• **해야 할 작업**
"Detect wrinkled hand."이 들어 있는 줄부터 "[152, 0, 213, 231]"가 들어 있는 줄까지를 "black trousers"만 "black pants"로 바꿔서 다시 적어 줄 수 있나요? 나머지는 모두 그대로 두세요.

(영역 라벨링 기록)
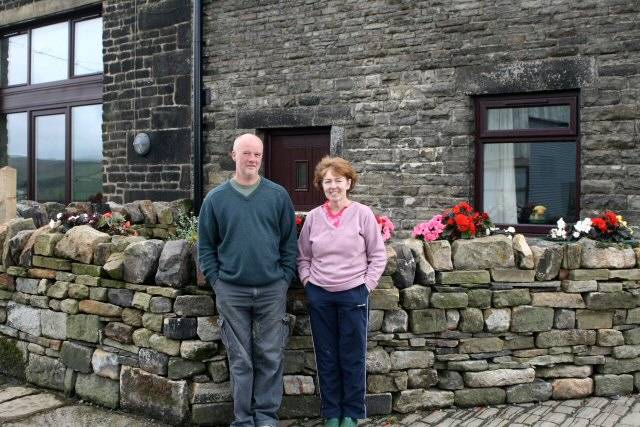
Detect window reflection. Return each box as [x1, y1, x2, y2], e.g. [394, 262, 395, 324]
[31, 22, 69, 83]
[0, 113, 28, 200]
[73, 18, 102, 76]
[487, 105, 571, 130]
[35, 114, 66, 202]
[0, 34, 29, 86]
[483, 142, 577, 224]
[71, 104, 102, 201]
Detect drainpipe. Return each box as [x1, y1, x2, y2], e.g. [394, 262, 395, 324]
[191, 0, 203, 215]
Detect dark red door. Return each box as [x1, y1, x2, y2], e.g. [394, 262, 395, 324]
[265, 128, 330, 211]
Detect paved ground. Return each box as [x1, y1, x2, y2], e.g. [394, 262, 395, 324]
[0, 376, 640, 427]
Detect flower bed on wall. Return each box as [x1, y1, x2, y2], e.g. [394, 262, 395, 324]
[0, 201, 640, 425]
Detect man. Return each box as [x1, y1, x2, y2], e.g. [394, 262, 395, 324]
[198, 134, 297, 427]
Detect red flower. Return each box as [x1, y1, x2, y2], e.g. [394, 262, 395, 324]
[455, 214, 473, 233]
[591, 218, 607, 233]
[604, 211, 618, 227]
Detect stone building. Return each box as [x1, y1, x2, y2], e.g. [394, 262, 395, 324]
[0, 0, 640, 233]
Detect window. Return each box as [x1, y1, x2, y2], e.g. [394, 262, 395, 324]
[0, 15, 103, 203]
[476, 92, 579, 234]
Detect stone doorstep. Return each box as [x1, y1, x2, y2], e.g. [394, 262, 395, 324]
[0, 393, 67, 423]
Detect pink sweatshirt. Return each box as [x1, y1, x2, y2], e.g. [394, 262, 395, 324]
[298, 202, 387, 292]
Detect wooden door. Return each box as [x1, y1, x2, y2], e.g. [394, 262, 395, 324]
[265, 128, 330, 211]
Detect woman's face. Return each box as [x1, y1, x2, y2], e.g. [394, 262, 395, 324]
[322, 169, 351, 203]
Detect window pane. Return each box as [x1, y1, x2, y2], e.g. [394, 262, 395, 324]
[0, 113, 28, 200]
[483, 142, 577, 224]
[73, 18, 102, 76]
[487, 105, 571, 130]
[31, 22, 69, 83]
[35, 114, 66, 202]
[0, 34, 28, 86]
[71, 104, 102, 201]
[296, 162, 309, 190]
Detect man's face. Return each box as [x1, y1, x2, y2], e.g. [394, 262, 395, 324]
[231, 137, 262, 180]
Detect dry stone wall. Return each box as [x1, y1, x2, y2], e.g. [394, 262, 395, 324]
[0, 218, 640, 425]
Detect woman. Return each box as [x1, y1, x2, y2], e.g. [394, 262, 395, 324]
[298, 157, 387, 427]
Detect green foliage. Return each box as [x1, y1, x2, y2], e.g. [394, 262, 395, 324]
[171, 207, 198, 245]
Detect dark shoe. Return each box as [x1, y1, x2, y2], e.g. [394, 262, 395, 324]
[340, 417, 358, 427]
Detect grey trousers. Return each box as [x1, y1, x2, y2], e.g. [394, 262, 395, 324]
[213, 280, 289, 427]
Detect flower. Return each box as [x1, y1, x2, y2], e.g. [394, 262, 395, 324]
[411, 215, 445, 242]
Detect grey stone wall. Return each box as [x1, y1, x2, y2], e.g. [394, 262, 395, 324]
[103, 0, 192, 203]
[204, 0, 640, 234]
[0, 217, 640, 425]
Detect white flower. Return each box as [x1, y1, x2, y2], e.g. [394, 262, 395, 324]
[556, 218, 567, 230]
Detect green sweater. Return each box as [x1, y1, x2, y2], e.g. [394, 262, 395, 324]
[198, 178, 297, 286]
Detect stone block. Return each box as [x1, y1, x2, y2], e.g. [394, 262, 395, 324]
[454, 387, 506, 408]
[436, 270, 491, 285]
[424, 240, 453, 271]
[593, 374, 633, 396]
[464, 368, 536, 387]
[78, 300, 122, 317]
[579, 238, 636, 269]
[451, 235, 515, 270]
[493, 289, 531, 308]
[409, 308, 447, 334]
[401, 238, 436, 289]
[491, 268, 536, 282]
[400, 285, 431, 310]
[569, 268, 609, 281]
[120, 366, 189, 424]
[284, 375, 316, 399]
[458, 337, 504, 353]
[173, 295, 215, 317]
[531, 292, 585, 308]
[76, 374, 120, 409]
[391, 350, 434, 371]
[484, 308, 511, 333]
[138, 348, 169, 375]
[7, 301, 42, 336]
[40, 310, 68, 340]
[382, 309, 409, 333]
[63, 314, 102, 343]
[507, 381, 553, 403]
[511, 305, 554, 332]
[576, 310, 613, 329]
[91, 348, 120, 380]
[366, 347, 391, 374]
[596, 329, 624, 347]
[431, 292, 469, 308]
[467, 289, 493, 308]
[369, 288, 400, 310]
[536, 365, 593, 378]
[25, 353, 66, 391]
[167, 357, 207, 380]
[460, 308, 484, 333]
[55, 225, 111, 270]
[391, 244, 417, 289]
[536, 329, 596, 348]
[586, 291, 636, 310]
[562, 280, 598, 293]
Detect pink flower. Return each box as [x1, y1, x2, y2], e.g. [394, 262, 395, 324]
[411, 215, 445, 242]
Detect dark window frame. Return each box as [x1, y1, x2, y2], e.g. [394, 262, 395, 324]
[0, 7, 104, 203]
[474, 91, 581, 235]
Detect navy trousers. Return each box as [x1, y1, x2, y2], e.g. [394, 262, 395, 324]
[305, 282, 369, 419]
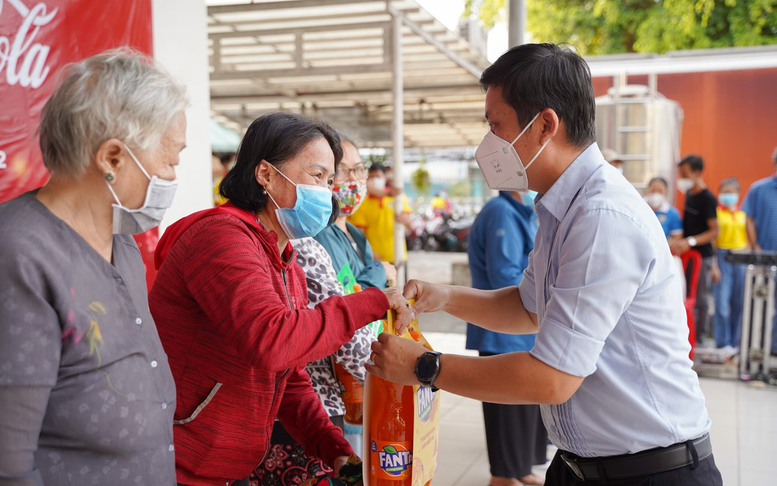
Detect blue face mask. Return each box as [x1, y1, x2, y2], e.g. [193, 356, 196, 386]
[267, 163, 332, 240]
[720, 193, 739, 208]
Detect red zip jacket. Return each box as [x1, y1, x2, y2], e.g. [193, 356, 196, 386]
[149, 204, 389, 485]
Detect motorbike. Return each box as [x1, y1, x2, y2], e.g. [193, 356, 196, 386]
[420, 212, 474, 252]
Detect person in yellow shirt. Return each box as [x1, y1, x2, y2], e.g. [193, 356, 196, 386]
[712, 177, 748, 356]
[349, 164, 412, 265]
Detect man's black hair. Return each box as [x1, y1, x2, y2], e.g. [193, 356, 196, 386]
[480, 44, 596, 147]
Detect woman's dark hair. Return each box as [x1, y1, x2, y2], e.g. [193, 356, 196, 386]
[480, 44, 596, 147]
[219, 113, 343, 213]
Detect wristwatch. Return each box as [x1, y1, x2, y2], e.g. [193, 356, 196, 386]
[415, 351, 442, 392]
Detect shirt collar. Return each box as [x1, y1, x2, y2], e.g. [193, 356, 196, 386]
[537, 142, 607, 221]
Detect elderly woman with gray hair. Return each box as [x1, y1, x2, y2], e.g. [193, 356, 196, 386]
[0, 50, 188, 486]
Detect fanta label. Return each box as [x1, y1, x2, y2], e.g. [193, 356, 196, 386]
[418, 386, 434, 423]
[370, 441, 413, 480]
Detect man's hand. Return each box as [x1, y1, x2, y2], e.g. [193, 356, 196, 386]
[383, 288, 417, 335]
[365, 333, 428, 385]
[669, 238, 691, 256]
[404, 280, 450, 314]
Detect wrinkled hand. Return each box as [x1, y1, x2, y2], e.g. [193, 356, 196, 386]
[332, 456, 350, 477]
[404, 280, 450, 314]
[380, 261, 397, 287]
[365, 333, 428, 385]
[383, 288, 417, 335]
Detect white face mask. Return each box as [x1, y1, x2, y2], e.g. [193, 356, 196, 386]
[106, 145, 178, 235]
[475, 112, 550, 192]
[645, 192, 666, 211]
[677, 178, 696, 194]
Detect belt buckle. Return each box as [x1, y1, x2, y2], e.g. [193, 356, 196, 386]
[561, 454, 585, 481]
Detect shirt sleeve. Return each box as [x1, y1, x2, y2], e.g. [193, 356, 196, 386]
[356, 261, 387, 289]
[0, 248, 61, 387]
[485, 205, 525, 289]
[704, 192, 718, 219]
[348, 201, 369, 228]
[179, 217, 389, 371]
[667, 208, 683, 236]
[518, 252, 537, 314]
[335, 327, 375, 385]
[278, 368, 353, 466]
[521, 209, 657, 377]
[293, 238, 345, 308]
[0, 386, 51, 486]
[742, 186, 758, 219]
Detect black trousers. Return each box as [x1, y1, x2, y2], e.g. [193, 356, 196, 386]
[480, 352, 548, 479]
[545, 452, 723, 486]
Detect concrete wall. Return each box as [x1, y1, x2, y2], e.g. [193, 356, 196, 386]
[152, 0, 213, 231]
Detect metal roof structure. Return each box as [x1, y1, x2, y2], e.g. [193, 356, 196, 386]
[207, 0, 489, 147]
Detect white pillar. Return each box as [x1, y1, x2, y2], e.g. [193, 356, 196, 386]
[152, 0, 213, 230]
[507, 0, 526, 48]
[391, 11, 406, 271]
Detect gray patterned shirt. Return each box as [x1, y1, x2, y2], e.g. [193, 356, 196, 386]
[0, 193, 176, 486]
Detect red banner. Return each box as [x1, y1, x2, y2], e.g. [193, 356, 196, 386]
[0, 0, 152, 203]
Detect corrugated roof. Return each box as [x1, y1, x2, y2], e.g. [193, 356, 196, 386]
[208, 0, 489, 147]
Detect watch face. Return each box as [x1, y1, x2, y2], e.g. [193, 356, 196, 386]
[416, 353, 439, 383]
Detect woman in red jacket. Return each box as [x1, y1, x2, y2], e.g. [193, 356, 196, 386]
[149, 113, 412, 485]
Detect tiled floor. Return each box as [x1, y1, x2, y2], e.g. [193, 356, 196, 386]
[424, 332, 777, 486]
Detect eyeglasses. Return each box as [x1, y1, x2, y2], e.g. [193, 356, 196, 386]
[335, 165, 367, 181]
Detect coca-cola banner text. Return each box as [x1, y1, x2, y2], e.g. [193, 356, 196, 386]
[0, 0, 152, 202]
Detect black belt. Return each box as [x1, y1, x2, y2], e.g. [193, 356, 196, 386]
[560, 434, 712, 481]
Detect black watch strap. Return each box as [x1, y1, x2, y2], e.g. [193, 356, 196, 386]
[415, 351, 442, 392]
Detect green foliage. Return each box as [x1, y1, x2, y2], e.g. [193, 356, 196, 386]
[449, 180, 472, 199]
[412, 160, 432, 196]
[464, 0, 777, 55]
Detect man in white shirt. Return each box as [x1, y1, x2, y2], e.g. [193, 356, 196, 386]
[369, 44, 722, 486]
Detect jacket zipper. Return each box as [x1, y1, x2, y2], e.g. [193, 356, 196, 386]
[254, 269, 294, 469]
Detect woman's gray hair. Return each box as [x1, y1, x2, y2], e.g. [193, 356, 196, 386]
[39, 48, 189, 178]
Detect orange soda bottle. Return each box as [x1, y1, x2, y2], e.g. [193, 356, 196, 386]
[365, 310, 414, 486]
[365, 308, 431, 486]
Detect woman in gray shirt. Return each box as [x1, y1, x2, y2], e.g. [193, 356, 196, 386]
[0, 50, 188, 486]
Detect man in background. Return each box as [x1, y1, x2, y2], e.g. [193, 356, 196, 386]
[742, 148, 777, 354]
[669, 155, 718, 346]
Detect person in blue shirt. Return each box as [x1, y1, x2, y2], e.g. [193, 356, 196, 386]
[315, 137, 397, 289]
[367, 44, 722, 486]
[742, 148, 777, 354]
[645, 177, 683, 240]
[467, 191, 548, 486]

• **최종 결과**
Detect wrinkled hand. Return each box as [x1, y1, x2, y2], e.g. [193, 356, 196, 386]
[332, 456, 350, 477]
[404, 280, 450, 314]
[380, 261, 397, 287]
[365, 333, 428, 385]
[383, 288, 417, 335]
Detect white face mask. Return each box as [x1, y1, x2, y2], e.g. [193, 356, 196, 386]
[106, 145, 178, 235]
[475, 112, 550, 192]
[645, 192, 666, 211]
[677, 178, 696, 194]
Detect belt buckle. Return each box as [x1, y1, x2, y2], e.g. [193, 356, 196, 386]
[561, 454, 585, 481]
Detect shirt sleeve. Return each box as [x1, y1, x2, y2], e.g. [193, 356, 196, 386]
[356, 261, 387, 289]
[0, 248, 61, 387]
[485, 205, 525, 289]
[704, 192, 718, 219]
[348, 201, 369, 228]
[179, 217, 389, 371]
[667, 208, 683, 236]
[518, 252, 537, 314]
[335, 327, 375, 385]
[278, 368, 353, 466]
[521, 209, 657, 377]
[293, 238, 345, 308]
[0, 386, 51, 486]
[742, 186, 758, 219]
Detect black pants. Return each box as [x1, y1, x2, y2], e.g. [193, 356, 196, 386]
[480, 352, 548, 479]
[545, 452, 723, 486]
Detect concrete wall. Return each box as [x1, y1, x2, y2], e.g. [193, 356, 196, 386]
[152, 0, 213, 231]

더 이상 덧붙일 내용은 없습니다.